• _Exercise instructions_
What follows is a block of records; restate each one word for word.

• _Listed entries_

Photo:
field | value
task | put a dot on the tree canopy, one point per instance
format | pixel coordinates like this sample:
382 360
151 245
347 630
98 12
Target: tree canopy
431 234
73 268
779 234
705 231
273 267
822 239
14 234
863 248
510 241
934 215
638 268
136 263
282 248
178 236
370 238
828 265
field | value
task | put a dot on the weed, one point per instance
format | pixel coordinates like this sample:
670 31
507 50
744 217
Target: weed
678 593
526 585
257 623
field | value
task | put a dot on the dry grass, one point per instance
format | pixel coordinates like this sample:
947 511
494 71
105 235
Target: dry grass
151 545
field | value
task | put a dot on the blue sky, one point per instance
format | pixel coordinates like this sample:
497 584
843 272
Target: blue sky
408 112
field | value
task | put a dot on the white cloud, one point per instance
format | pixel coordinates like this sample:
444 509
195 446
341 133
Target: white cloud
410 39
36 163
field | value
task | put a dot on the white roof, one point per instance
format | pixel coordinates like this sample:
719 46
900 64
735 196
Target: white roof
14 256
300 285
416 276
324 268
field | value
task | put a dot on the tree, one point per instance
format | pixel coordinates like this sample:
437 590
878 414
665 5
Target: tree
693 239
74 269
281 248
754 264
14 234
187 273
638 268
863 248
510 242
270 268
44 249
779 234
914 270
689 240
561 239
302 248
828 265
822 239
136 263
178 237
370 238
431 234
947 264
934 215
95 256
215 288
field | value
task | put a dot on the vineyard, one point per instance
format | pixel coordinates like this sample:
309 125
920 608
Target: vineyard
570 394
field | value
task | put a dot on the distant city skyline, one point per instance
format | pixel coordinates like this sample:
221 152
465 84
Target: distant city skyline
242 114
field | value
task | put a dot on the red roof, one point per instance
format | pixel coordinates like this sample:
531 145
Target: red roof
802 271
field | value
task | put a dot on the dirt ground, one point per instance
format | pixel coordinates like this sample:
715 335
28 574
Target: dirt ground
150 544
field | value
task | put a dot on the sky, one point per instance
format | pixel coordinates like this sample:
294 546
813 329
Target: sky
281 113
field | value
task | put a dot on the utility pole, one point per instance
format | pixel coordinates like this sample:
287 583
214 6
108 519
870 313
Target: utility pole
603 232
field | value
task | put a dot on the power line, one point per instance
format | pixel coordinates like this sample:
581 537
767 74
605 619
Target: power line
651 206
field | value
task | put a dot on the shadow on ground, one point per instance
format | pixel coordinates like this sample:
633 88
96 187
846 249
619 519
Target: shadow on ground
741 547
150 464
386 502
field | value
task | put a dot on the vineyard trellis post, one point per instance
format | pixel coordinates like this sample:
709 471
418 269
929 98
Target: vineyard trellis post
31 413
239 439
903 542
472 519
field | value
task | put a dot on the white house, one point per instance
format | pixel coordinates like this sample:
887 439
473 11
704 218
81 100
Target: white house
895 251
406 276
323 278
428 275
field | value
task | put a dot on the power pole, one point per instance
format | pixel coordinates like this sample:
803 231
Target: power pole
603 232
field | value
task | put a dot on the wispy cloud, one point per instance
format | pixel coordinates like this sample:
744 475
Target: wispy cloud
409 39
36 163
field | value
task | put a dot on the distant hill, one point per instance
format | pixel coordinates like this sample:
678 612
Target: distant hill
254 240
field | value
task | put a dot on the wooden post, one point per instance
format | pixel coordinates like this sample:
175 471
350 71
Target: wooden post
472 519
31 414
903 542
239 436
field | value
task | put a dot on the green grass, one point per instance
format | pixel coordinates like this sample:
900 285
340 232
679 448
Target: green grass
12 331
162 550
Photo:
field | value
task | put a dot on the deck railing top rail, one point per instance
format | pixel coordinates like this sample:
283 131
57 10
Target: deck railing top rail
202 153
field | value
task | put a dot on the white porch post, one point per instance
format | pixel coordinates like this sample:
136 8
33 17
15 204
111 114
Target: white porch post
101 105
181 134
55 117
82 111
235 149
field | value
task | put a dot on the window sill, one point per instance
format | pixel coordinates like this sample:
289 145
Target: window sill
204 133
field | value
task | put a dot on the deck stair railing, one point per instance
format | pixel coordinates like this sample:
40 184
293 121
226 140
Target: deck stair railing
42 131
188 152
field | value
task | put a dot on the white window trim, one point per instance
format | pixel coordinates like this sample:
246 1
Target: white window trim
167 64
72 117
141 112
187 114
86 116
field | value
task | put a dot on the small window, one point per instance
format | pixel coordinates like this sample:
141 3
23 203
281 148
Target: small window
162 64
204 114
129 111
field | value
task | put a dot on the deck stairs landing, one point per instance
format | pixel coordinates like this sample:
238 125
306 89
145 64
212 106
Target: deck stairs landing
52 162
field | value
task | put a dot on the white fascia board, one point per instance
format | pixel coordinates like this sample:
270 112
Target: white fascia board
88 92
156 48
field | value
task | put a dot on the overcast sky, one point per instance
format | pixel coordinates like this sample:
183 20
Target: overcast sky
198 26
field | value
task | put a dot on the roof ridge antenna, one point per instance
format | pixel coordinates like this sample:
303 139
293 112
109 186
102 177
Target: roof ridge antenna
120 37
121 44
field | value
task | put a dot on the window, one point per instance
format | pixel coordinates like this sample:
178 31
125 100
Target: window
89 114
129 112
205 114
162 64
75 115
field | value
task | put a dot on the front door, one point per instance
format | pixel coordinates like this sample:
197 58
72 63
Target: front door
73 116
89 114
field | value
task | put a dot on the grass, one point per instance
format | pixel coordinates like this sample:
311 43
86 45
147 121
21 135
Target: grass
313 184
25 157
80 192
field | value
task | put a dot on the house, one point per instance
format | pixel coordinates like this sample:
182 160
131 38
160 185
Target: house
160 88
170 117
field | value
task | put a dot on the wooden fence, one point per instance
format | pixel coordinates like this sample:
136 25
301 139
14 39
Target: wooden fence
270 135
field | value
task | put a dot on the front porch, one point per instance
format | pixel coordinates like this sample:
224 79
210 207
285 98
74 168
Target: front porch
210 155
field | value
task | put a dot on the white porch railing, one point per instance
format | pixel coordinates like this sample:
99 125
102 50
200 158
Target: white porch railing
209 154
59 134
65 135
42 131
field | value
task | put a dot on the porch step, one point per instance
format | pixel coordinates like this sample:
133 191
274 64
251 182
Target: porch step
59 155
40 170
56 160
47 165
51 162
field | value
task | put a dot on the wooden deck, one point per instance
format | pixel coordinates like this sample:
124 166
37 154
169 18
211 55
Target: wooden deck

• _Solution_
Photo:
field | value
task | put a dot on the tree canopy, one point per instance
format | pixel coordinates like this sample:
382 360
151 245
347 630
98 12
Target: tree canopy
431 234
73 268
779 234
705 231
273 267
822 239
14 234
863 248
510 241
934 215
638 268
136 263
282 248
178 236
370 238
828 265
field | value
task | put a dot on the weed, one point per instance
format | pixel coordinates like this sample:
670 31
507 50
744 217
Target: weed
678 593
526 585
257 623
field | value
task | put a dot on the dry grass, one point per instance
format | pixel coordinates like this sample:
947 511
494 71
105 235
Target: dry grass
151 545
field | value
task | put a dot on the blue sky, one point per instance
format | pixel coordinates like this sample:
497 584
843 272
Target: blue sky
408 112
field | value
task | put a dot on the white cloud, one point per instance
format | pixel coordinates like this sample:
444 509
195 446
341 133
Target: white cloud
410 39
36 163
field | value
task | put a dot on the white roof, one point per instance
format | pixel coordinates like this sample:
719 46
900 64
735 196
Target: white roof
14 256
300 285
416 276
324 268
field | value
task | put a dot on the tree, one point per instance
format | pixel coordinates like this sample:
437 590
878 414
665 5
Target: tree
693 239
74 269
281 248
754 264
14 234
187 273
638 268
863 248
510 242
270 268
44 249
779 234
914 270
689 240
561 239
302 248
828 265
822 239
136 263
178 237
370 238
431 234
947 264
934 215
95 256
215 288
field | value
task | put a dot on the vineyard, one point per instance
format | pixel coordinates like this sample:
309 125
920 608
Target: vineyard
570 394
field | value
task | put a dot on the distant city skyline, one point per instance
format | pixel coordinates like this sample:
221 152
465 84
Target: distant city skyline
242 114
field | value
task | put a dot on the red roof, one point per instance
format | pixel coordinates like this sample:
531 145
Target: red roof
802 271
field | value
task | put a dot on the dirt ground, one point per instance
format | pixel coordinates like this sample:
715 335
28 574
Target: dirt ground
150 544
field | value
task | put a dot on the sky, one point per instance
format | pixel coordinates like this sample:
294 546
813 329
Target: sky
281 113
field | value
task | put a dot on the utility pole, one point per instance
format | pixel coordinates like this sample:
287 583
214 6
108 519
870 313
Target: utility pole
603 232
field | value
task | put a dot on the power line, one point per instance
format | pixel coordinates like this sample:
581 537
767 74
605 619
Target: power line
651 206
field | value
task | put a dot on the shadow on ground, one point per instance
format | pixel coordinates like this sample:
633 88
96 187
846 249
619 519
Target: shadow on ground
741 547
150 464
386 502
field | value
task | put a dot on the vineyard trellis post, one point per instance
format | pixel coordinates like this sample:
709 471
418 269
929 98
Target: vineyard trellis post
31 413
239 439
903 542
472 519
field | value
task | put a dot on the white house, one point per instance
format | pixel coordinates like this sample:
887 439
473 11
704 218
81 100
Target: white house
895 251
406 276
323 278
428 275
field | value
task | put a dot on the power pole, one point per instance
format | pixel coordinates like this sample:
803 231
Target: power pole
603 232
field | value
task | put a dot on the wispy cloud, one point per instance
format | pixel coordinates like this sample:
744 475
Target: wispy cloud
409 39
36 163
field | value
task | put a dot on the distant hill, one point per instance
format | pixel coordinates like this sample:
678 612
Target: distant hill
254 240
field | value
task | put a dot on the wooden post, one point per instance
format | pixel coordinates like this sample:
175 471
350 71
Target: wooden post
472 519
31 414
903 542
239 436
field | value
task | put a dot on the green grass, one point per instance
format | pixel coordinates like this sample:
900 285
340 232
679 448
Target: green grass
12 331
162 550
Photo:
field | value
task | put a dot on the deck railing top rail, one point per instance
format | pixel coordinates like this sample:
283 131
57 10
Target: deck railing top rail
202 153
field | value
task | put a dot on the white porch post, one point per instance
format | pixel coordinates like this sample:
136 8
33 17
15 204
111 114
Target: white porch post
101 105
181 134
55 117
82 111
235 149
field | value
task | put a dot on the window sill, one point per instance
format | pixel coordinates like this sample:
289 145
Target: window sill
204 133
field | value
task | put a dot on the deck stair railing, one point per instance
format | pixel coordinates like this sample:
40 184
293 121
226 140
Target: deck stair railing
42 131
188 152
field | value
task | put a dot on the white window trim, one point per instance
format | pixel coordinates like this sample:
246 1
Target: white window trim
167 64
72 117
141 112
187 114
86 116
field | value
task | put a dot on the small window, one point per instance
format | pixel coordinates like this sample:
141 3
23 203
281 148
Target: small window
162 64
204 114
129 111
field | value
task | put a dot on the deck stairs landing, one point per instance
format | pixel coordinates like this sample:
238 125
306 89
145 64
212 106
Target: deck stairs landing
52 162
field | value
task | put a dot on the white fascia board, one point per instance
format | pixel coordinates like this sample:
270 112
Target: white fascia board
88 92
156 48
field | value
task | put a dot on the overcast sky, one point per instance
format | pixel coordinates like this sample:
183 20
Target: overcast sky
198 26
field | value
task | put a dot on the roof ridge antenna, one point per instance
format | pixel coordinates like this sample:
303 139
293 112
109 186
102 177
Target: roof ridge antenna
120 37
121 44
field | value
task | put a dot on the window, one point per instance
format | pixel coordinates like this sample:
178 31
125 100
Target: window
89 114
129 112
205 114
162 64
75 115
field | value
task | put a dot on the front door, one point per instance
format | pixel coordinates like this sample:
197 58
72 63
Target: front door
73 116
89 114
field | value
task | put a dot on the grass, one point per instance
format | pixel coordinates like this sample:
311 43
86 45
147 121
21 135
Target: grass
313 184
25 157
80 192
field | value
task | put a dot on the house, one point per instance
format | pixel coordinates like this sample:
182 160
131 38
160 185
Target: house
160 88
170 117
field | value
task | put a dot on the wooden fence, one point per instance
format | pixel coordinates like this sample:
136 25
301 139
14 39
Target: wooden fence
270 135
field | value
task | put a dot on the front porch, one point per instance
format | pixel coordinates like this sample:
224 79
210 207
285 98
74 168
Target: front porch
210 155
field | value
task | put a dot on the white porch railing, one point per instance
format | pixel coordinates like this sample:
99 125
102 50
200 158
Target: white porch railing
209 154
59 134
65 135
42 131
field | value
task | put a dot on the porch step, one point per instance
format | pixel coordinates like this sample:
133 191
274 64
251 182
Target: porch step
59 155
40 170
56 160
47 165
51 162
field | value
task | put a dot on the wooden deck, one point per instance
format | pixel coordinates like this sample:
124 166
37 154
169 18
211 55
Target: wooden deck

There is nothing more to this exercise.